(The task)
Reproduce each of the items below word for word, every line unchanged.

(Dataset entries)
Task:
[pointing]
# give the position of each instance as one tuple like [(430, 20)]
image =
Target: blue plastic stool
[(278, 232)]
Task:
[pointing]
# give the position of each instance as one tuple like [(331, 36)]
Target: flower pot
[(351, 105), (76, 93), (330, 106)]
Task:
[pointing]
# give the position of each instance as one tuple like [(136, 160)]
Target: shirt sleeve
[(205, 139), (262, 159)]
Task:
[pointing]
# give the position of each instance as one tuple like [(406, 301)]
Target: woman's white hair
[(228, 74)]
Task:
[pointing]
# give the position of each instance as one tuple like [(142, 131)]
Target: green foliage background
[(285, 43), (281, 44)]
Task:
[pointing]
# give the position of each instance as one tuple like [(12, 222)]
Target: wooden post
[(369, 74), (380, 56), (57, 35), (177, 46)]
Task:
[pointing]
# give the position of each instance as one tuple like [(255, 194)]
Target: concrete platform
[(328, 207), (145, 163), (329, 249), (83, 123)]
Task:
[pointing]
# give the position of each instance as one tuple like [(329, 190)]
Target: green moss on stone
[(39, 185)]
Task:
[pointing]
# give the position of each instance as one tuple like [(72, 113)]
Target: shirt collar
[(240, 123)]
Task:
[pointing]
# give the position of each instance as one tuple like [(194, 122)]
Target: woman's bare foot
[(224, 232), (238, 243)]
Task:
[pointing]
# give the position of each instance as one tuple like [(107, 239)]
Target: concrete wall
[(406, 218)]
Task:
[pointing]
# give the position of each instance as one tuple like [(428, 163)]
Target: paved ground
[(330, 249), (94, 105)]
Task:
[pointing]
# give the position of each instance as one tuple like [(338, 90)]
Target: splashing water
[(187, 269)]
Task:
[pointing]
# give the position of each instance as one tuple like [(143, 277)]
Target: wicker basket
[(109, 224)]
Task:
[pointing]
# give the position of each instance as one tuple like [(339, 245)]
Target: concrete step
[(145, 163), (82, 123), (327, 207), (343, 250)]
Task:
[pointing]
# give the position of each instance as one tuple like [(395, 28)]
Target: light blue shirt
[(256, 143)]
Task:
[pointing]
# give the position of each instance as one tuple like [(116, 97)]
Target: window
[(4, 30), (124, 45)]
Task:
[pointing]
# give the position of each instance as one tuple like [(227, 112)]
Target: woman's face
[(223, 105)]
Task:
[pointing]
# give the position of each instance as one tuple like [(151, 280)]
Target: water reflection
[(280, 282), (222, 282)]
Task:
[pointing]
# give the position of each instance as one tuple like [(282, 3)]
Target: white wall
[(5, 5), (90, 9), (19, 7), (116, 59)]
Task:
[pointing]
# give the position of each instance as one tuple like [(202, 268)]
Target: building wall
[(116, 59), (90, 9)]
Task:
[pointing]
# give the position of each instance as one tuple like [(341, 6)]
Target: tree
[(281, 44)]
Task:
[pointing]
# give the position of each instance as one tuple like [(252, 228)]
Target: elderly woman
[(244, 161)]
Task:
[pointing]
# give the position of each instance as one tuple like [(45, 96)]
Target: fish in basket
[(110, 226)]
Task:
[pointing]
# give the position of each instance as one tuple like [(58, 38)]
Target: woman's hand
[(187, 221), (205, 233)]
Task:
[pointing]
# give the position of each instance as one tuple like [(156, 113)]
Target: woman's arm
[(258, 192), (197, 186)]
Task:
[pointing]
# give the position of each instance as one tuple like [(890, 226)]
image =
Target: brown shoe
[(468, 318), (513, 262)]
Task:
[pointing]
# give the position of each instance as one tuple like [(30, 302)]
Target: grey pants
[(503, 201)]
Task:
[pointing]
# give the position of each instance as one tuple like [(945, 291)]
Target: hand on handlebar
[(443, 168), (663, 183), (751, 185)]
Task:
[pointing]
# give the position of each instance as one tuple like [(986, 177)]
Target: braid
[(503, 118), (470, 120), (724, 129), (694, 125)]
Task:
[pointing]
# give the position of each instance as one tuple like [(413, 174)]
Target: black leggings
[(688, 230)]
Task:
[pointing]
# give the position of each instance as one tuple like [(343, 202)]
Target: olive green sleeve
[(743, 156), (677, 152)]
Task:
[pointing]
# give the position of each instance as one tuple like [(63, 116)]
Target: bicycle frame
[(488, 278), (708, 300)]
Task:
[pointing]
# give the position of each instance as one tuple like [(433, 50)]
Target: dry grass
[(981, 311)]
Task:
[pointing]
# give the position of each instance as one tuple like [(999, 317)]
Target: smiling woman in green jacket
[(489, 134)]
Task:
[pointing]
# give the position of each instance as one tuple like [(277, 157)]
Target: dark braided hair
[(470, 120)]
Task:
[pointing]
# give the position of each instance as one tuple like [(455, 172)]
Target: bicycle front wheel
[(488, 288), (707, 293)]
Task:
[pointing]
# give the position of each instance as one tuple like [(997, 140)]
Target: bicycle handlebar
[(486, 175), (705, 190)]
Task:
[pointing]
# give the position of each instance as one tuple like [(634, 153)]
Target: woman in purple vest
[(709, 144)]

(Answer to this task)
Task:
[pointing]
# give the position of each instance as one tuple like [(430, 20)]
image =
Target: blue plastic stool
[(278, 232)]
Task:
[pointing]
# give the position of each instance as one tuple like [(331, 36)]
Target: flower pot
[(351, 105), (76, 93), (330, 106)]
Task:
[pointing]
# give the position of each instance as one tuple like [(136, 160)]
Target: shirt sleeve
[(205, 139), (262, 159)]
Task:
[pointing]
# give the position of each instance as one tuple like [(406, 301)]
Target: woman's white hair
[(228, 74)]
Task:
[pointing]
# give the position of each instance as one tuple like [(142, 131)]
Target: green foliage background
[(285, 43), (281, 44)]
Task:
[pointing]
# give the position of each instance as one tuple like [(12, 222)]
Target: wooden post
[(369, 74), (380, 56), (57, 35), (177, 46)]
Task:
[pointing]
# give the position of each instance as one tuple like [(255, 194)]
Target: concrete platform
[(328, 207), (145, 163), (329, 249), (83, 123)]
Task:
[pointing]
# give the position of each instance as one tuple like [(329, 190)]
Target: green moss on stone
[(39, 185)]
Task:
[pointing]
# give the position of each instance as one tuple like [(72, 113)]
Target: shirt collar
[(240, 123)]
Task:
[pointing]
# give the position of each instance as one tuple like [(194, 122)]
Target: woman's bare foot
[(224, 232), (238, 243)]
Task:
[pointing]
# give the position of each instance as one tuple like [(107, 239)]
Target: concrete wall
[(406, 218)]
Task:
[pointing]
# give the position of each instance as one tuple like [(428, 163)]
Target: paved ground
[(330, 249), (94, 105)]
Task:
[pointing]
# give the position of each instance as one tuple like [(338, 90)]
Target: splashing water
[(187, 269)]
Task:
[pointing]
# give the position of each instance as one tuple like [(143, 277)]
Target: wicker basket
[(109, 224)]
Task:
[pointing]
# give the position of each instance as one tuple like [(339, 245)]
Target: concrete step
[(145, 163), (82, 123), (327, 207), (343, 250)]
Task:
[pointing]
# give the position of each instance as one tuple like [(395, 28)]
Target: light blue shirt
[(256, 143)]
Task:
[pointing]
# give the position of each instance as one tuple like [(116, 97)]
Target: window
[(4, 30), (124, 45)]
Task:
[pointing]
# give the position of each instance as one tuple like [(227, 112)]
Target: woman's face
[(223, 105)]
Task:
[pointing]
# give the position of each instance as one tuple like [(151, 280)]
Target: water reflection
[(280, 282), (222, 282)]
Task:
[pointing]
# give the position of each instance as one tuple like [(282, 3)]
Target: white wall
[(5, 5), (90, 9), (19, 7), (116, 59)]
Task:
[pointing]
# give the position of each instance as one tuple like [(202, 268)]
Target: building wall
[(116, 59), (90, 9)]
Task:
[pointing]
# give the position of each instance as one tuple like [(341, 6)]
Target: tree
[(281, 44)]
Task:
[pointing]
# give the position of each instance as one tuple like [(252, 228)]
Target: elderly woman
[(244, 161)]
Task:
[pointing]
# give the position of each instance as one tuple like [(45, 96)]
Target: fish in basket
[(110, 226)]
Task:
[pointing]
# give the position of each instance as one tuple like [(58, 38)]
Target: woman's hand
[(187, 221), (205, 233)]
Task:
[pointing]
# give the position of each instance as one tuple like [(156, 113)]
Target: woman's arm
[(258, 192), (197, 186)]
Task:
[pointing]
# give the position of each instance as one tuple like [(890, 226)]
image =
Target: brown shoe
[(468, 318), (513, 262)]
Task:
[pointing]
# give the position of each instance as one tuple like [(30, 302)]
Target: grey pants
[(503, 201)]
Task:
[pointing]
# give the position of each instance as one tuple like [(945, 291)]
Target: hand on handlebar
[(443, 168), (663, 183), (751, 185)]
Task:
[pointing]
# give the position of each instance as one tuple like [(986, 177)]
Target: braid
[(503, 118), (470, 120), (724, 129), (694, 125)]
Task:
[pointing]
# give the position of each instance as one tuple like [(413, 174)]
Target: black leggings
[(688, 230)]
Task:
[pointing]
# give the position of each instance as one tuple like [(343, 202)]
Target: olive green sleeve
[(743, 156), (677, 152)]
Task:
[pointing]
# give the position of each instance as one tuple like [(63, 116)]
Target: bicycle frame
[(488, 278), (708, 300)]
Task:
[pointing]
# give the position of each instance as one tuple like [(433, 50)]
Target: dry grass
[(981, 311)]
Task:
[pointing]
# give the position of each instance as one tuple like [(999, 317)]
Target: smiling woman in green jacket
[(489, 134)]
Task:
[pointing]
# give the position of each instance as one tuple like [(277, 157)]
Target: dark braided hair
[(470, 120)]
Task:
[pointing]
# give the position of each instance as one tuple like [(455, 172)]
Target: bicycle front wheel
[(488, 288), (707, 293)]
Task:
[pointing]
# give the position of each instance as one tuple like [(997, 140)]
Target: bicycle handlebar
[(486, 175), (705, 190)]
Task:
[pointing]
# give the position of each instance as one tuple like [(634, 153)]
Target: woman in purple vest
[(709, 144)]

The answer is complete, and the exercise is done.